● **Exercises**
1/ From the passage on stress and distraction, copy word for word the part that opens with the words containing "There is compelling" and closes with "40) (Altfas 2002).".
2/ Continue the passage on stress, distraction and multitasking from the point where it stops.

● **Extract provided**
______________________________
Working in the health and wellness field, you are well informed on how persistent stress damages physical and mental health, contributing to the onset and worsening of many chronic diseases (AHA 2012). You are a tireless advocate for how physical exercise and mind-body practices reduce stress and improve health, vitality and mental function.
You are also well aware of the record-breaking levels of distraction caused in part by the proliferation of our technological devices and their amazing tools. No doubt you have watched your clients answer a text, an email or a phone call during an exercise session. Some people consider the Distraction Epidemic the psychological equivalent of the Obesity Epidemic.
There is compelling evidence of a connection between disorganized minds, on the one hand, and medical conditions and poor health, on the other. For example, researchers report that ADHD has been associated with excess weight; in one study, ADHD was present at a very elevated rate (27%) in patients receiving treatment for obesity as well as in patients (43%) with class III obesity (body mass index ÔëÑ 40) (Altfas 2002).
The price we pay for multitasking is perhaps less widely understood than the toll exacted by impulsivity, negative emotions or chronic stress. Valued as a skill, not a deficit, multitasking is often listed as a core competency for a variety of jobs. Many of us wear our multitasking ability like a badge of honor, as though we were competing for the title of “king or queen of multitasking”!
______________________________
● **Information provided**
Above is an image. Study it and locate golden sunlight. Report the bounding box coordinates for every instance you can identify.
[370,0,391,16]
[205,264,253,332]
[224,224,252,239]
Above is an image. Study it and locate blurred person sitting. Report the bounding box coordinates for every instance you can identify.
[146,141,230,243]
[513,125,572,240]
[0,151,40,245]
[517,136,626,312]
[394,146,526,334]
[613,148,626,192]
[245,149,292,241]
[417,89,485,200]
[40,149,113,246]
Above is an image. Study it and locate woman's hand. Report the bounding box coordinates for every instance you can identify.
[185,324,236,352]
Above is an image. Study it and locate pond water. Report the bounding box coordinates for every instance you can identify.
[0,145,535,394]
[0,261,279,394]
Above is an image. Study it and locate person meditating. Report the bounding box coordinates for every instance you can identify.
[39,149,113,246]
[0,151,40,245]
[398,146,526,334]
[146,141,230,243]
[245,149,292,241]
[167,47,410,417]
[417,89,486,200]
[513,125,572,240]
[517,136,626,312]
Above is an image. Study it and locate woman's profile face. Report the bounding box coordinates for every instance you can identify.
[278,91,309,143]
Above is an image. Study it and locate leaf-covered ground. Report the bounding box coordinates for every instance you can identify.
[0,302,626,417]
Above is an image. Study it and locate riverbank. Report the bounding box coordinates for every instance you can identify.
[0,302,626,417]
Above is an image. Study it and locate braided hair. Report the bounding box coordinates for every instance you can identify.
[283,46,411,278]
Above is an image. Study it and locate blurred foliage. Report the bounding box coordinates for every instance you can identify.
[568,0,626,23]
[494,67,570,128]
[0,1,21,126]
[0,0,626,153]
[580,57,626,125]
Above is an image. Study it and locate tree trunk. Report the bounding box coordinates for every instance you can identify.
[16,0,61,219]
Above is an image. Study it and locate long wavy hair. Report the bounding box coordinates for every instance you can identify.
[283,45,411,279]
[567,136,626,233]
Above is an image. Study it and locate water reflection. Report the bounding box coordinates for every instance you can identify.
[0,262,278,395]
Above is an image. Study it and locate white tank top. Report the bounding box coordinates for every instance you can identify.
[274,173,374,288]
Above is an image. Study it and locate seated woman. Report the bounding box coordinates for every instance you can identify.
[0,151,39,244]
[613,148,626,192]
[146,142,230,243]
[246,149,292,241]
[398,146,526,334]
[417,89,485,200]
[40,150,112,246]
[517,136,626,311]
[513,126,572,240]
______________________________
● **Expected outputs**
1/
There is compelling evidence of a connection between disorganized minds, on the one hand, and medical conditions and poor health, on the other. For example, researchers report that ADHD has been associated with excess weight; in one study, ADHD was present at a very elevated rate (27%) in patients receiving treatment for obesity as well as in patients (43%) with class III obesity (body mass index ÔëÑ 40) (Altfas 2002).

2/
Multitasking: Strength or Weakness?
It’s time to take a step back. The brain functions best when the full beam of its attention software is focused on one and only one thing at a time (Hammerness & Moore 2012). When we focus on one task or one conversation in this way, we can be organized, creative, connected and productive, even brilliant from time to time. When we scatter and splatter our attention across many matters, with a sort of drive-by focus, we leave a little bit of it here, there and everywhere. We are prone to errors, and we miss key information and emotional cues.
Even when we have a rare opportunity to focus fully on a task, we are often hindered by a cloud of negative emotional frenzy caused by a lengthy to-do list or some recent troubling event that is sticking to us like Velcro. This static impairs the brain’s ability to focus and learn. Happily, training the brain to focus in productive and satisfying ways is possible.
The Rules of Order
Here’s an overview of the six rules of order. Apply these rules to your own life and share them with clients—they are most likely dealing with similar issues.
Rule 1: Tame Your Frenzy
Before you can focus your attention, you must take charge of your negative emotional frenzy, which comes in various forms, including worry, anxiety, anger, sadness and irritation. Frenzy impairs and overwhelms your prefrontal cortex (behind the forehead), the brain’s “CEO.” Too much negative stress doesn’t just harm your health; it also damages your ability to focus. You can’t “think straight.”
The great news is that the same things that improve your health also enhance your mind’s ability to manage negative frenzy. Sleep well, exercise, do a mindfulness practice, take a few long out-breaths, or choose the slow lane from time to time, even for a few minutes.
Experiment with a variety of approaches until you settle on a few things that together make up your unique formula for taming frenzy. This formula will allow you to hone your attention skills and to draw on all of your brain’s resources when connecting with clients.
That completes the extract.